==== Text ====

Work, or rather, employment, was not something that much interested Sadakichi Hartmann. After traveling to Paris and meeting symbolist poet Stéphane Mallarmé (and getting fired from a magazine job), Sadakichi, at twenty-three, published Christ: A Dramatic Poem in Three Acts, described by Publishers’ Weekly as a “sensual and almost blasphemous drama.” The play was immediately banned, copies were publicly burned by the New England Society for the Suppression of Vice, and Sadakichi was arrested, spending his Christmas in jail. By his mid-twenties he’d lost a job with architect Stanford White after suggesting his buildings might be “improved upon only by pigeons.” He made a meager living writing two columns a week for the New Yorker Staats-Zeitung, a German-language newspaper that was the third largest daily in the city. He wrote about actors, tramps, and painters—those on the artistic and social fringes of New York life. (Writers somehow always ended up on the top of the social heap.) He signed his columns with pseudonyms: Caliban, Hogarth, Chrysanthemum; the trickster, the satirist, the emblem of Japan. His writing sometimes angered his friends, including his mentor, Whitman, but he also championed new artists such as Thomas Eakins and Alfred Stieglitz. Sadakichi had had a prodigious career in New York as the poet-king of a small group of intellectuals in Greenwich Village. A 1916 article proclaimed him the “weirdest figure of American letters…He is Baudelaire, Gérard de Nerval, Verlaine… he is a poet, artist, author, critic, lecturer and professional esthete.” He was a flaneur long after the age of flaneurs had ended, and most people didn’t quite know what to make of him. If the writing of the time was meant to agitate, then Sadakichi was a soft-hearted bull, more interested in sniffing flowers than charging red capes.

In New York, he pursued his friends obsessively to the point of ruin. He would burst into their lives and then flame out—a turbulent, unforgettable character. He lost friends as passionately as he made them, but he was only following the natural rhythms of a New York’s bohemian’s way of life. The editor and critic Max Eastman, writing a review of a novel that featured a cast of Russian Jews, wrote: “They burn with hot fire… Their being is self-justified. They live and are sources of life.”

Everyone involved in this newly modern life was searching for a way to live, a model to live by, a maxim to live for. Individual energies were envied among these “creatures of self-amplification,” as historian Christine Stansell described the bohemian in her book American Moderns: Bohemian New York and the Creation of a New Century. It wasn’t enough to make art; artists had to live a life of constant inspiration, to themselves and to their friends, bound together by an endless circle of reading, writing, and publishing. The bread and butter of Greenwich Village life was the word: it was a vocation, an evocation. Writing was the transformative medium, the call to arms for feminists, communists, and anarchists—all other art forms were superfluous.

==== Data ====

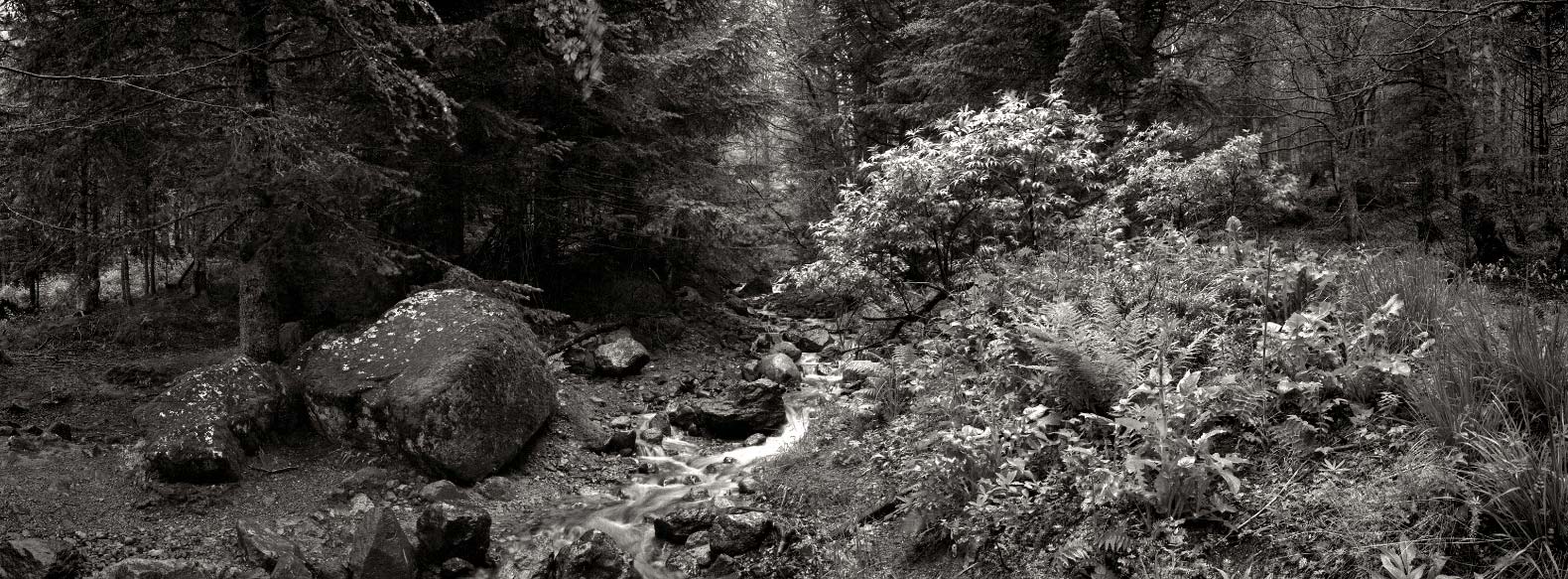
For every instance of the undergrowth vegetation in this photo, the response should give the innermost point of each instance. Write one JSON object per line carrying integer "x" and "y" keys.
{"x": 1191, "y": 403}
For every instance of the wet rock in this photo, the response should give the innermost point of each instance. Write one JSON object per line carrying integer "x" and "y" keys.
{"x": 753, "y": 287}
{"x": 754, "y": 406}
{"x": 63, "y": 430}
{"x": 291, "y": 336}
{"x": 201, "y": 427}
{"x": 581, "y": 362}
{"x": 40, "y": 559}
{"x": 292, "y": 567}
{"x": 621, "y": 357}
{"x": 738, "y": 533}
{"x": 692, "y": 560}
{"x": 615, "y": 443}
{"x": 589, "y": 557}
{"x": 659, "y": 421}
{"x": 786, "y": 349}
{"x": 261, "y": 546}
{"x": 160, "y": 568}
{"x": 651, "y": 435}
{"x": 443, "y": 492}
{"x": 381, "y": 548}
{"x": 681, "y": 524}
{"x": 496, "y": 489}
{"x": 451, "y": 378}
{"x": 141, "y": 375}
{"x": 449, "y": 530}
{"x": 814, "y": 340}
{"x": 365, "y": 479}
{"x": 455, "y": 568}
{"x": 778, "y": 367}
{"x": 859, "y": 370}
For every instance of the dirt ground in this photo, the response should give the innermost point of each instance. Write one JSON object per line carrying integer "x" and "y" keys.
{"x": 88, "y": 490}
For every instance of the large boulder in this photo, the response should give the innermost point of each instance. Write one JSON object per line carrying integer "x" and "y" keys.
{"x": 778, "y": 367}
{"x": 859, "y": 370}
{"x": 593, "y": 556}
{"x": 201, "y": 427}
{"x": 261, "y": 546}
{"x": 40, "y": 559}
{"x": 746, "y": 408}
{"x": 740, "y": 533}
{"x": 448, "y": 530}
{"x": 381, "y": 548}
{"x": 452, "y": 378}
{"x": 813, "y": 340}
{"x": 621, "y": 357}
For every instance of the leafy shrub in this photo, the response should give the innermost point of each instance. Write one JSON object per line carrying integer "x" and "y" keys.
{"x": 992, "y": 178}
{"x": 1225, "y": 181}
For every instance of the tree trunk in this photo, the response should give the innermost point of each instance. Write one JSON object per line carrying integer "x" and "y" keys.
{"x": 259, "y": 251}
{"x": 32, "y": 289}
{"x": 1352, "y": 203}
{"x": 88, "y": 286}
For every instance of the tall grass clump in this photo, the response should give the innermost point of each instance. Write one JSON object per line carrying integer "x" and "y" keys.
{"x": 1497, "y": 392}
{"x": 1433, "y": 291}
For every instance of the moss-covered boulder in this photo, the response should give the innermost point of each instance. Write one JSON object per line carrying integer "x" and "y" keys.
{"x": 202, "y": 425}
{"x": 451, "y": 378}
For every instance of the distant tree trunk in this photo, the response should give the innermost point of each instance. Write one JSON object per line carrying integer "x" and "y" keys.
{"x": 124, "y": 278}
{"x": 149, "y": 246}
{"x": 88, "y": 286}
{"x": 259, "y": 251}
{"x": 32, "y": 289}
{"x": 89, "y": 262}
{"x": 1352, "y": 202}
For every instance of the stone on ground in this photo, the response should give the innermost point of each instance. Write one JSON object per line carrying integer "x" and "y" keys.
{"x": 859, "y": 370}
{"x": 593, "y": 556}
{"x": 381, "y": 548}
{"x": 681, "y": 524}
{"x": 786, "y": 349}
{"x": 746, "y": 408}
{"x": 778, "y": 367}
{"x": 443, "y": 492}
{"x": 40, "y": 559}
{"x": 621, "y": 357}
{"x": 454, "y": 568}
{"x": 448, "y": 530}
{"x": 201, "y": 427}
{"x": 261, "y": 546}
{"x": 738, "y": 533}
{"x": 814, "y": 340}
{"x": 451, "y": 378}
{"x": 292, "y": 567}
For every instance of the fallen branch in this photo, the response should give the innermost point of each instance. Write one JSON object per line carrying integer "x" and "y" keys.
{"x": 921, "y": 313}
{"x": 586, "y": 336}
{"x": 275, "y": 471}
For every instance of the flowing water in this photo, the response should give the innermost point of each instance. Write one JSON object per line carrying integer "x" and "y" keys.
{"x": 678, "y": 478}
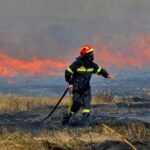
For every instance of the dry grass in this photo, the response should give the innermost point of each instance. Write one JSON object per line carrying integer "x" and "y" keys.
{"x": 13, "y": 103}
{"x": 81, "y": 138}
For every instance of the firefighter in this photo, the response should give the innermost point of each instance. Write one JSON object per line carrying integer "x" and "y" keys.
{"x": 78, "y": 76}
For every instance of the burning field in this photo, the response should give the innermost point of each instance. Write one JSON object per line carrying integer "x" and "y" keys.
{"x": 113, "y": 122}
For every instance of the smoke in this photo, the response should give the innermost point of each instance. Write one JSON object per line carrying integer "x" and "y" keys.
{"x": 55, "y": 30}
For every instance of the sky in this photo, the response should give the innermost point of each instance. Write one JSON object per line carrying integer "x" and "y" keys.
{"x": 38, "y": 36}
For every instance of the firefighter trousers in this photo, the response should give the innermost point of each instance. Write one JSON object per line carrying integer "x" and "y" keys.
{"x": 81, "y": 99}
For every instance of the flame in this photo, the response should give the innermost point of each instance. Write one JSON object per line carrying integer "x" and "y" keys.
{"x": 10, "y": 67}
{"x": 137, "y": 54}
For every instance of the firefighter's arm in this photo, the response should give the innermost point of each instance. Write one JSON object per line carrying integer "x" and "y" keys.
{"x": 101, "y": 71}
{"x": 69, "y": 72}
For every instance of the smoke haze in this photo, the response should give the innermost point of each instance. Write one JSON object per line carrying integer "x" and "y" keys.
{"x": 50, "y": 30}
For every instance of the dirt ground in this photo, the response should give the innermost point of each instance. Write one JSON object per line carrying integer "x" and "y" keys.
{"x": 103, "y": 113}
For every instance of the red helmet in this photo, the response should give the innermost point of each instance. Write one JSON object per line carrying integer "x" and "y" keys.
{"x": 86, "y": 49}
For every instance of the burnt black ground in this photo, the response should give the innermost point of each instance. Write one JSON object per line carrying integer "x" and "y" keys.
{"x": 104, "y": 113}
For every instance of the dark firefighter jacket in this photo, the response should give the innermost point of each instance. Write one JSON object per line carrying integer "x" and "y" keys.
{"x": 79, "y": 74}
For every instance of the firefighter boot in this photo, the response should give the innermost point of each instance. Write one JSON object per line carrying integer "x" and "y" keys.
{"x": 66, "y": 118}
{"x": 85, "y": 120}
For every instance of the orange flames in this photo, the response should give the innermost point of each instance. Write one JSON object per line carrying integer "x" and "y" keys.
{"x": 10, "y": 67}
{"x": 137, "y": 54}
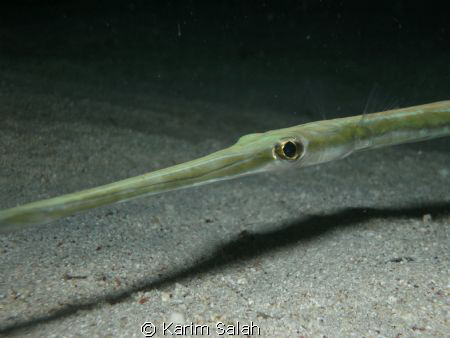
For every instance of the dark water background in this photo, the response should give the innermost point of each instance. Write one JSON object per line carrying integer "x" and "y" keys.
{"x": 302, "y": 60}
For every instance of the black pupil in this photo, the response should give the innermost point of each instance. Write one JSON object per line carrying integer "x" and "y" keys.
{"x": 290, "y": 149}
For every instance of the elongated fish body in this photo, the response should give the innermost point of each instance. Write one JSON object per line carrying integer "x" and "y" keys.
{"x": 299, "y": 146}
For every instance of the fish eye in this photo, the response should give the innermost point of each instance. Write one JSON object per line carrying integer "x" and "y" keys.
{"x": 289, "y": 149}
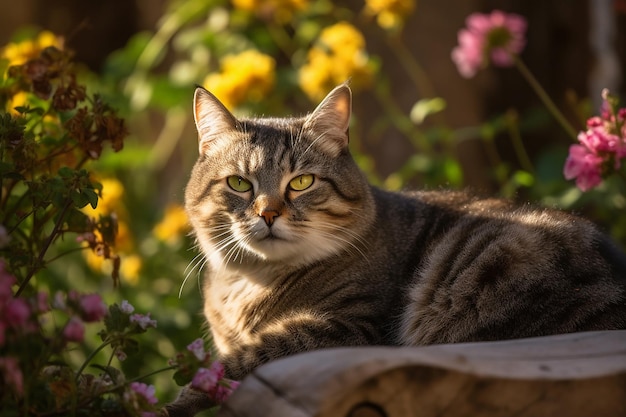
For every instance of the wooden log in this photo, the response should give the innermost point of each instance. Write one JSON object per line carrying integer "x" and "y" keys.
{"x": 581, "y": 374}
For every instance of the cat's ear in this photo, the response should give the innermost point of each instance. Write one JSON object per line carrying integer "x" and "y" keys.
{"x": 331, "y": 119}
{"x": 212, "y": 118}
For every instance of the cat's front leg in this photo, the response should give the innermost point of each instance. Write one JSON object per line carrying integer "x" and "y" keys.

====

> _Given problem_
In the passage about Sadakichi Hartmann, what pseudonyms did he sign his newspaper columns with?

> _Problem solution_
Caliban, Hogarth, and Chrysanthemum.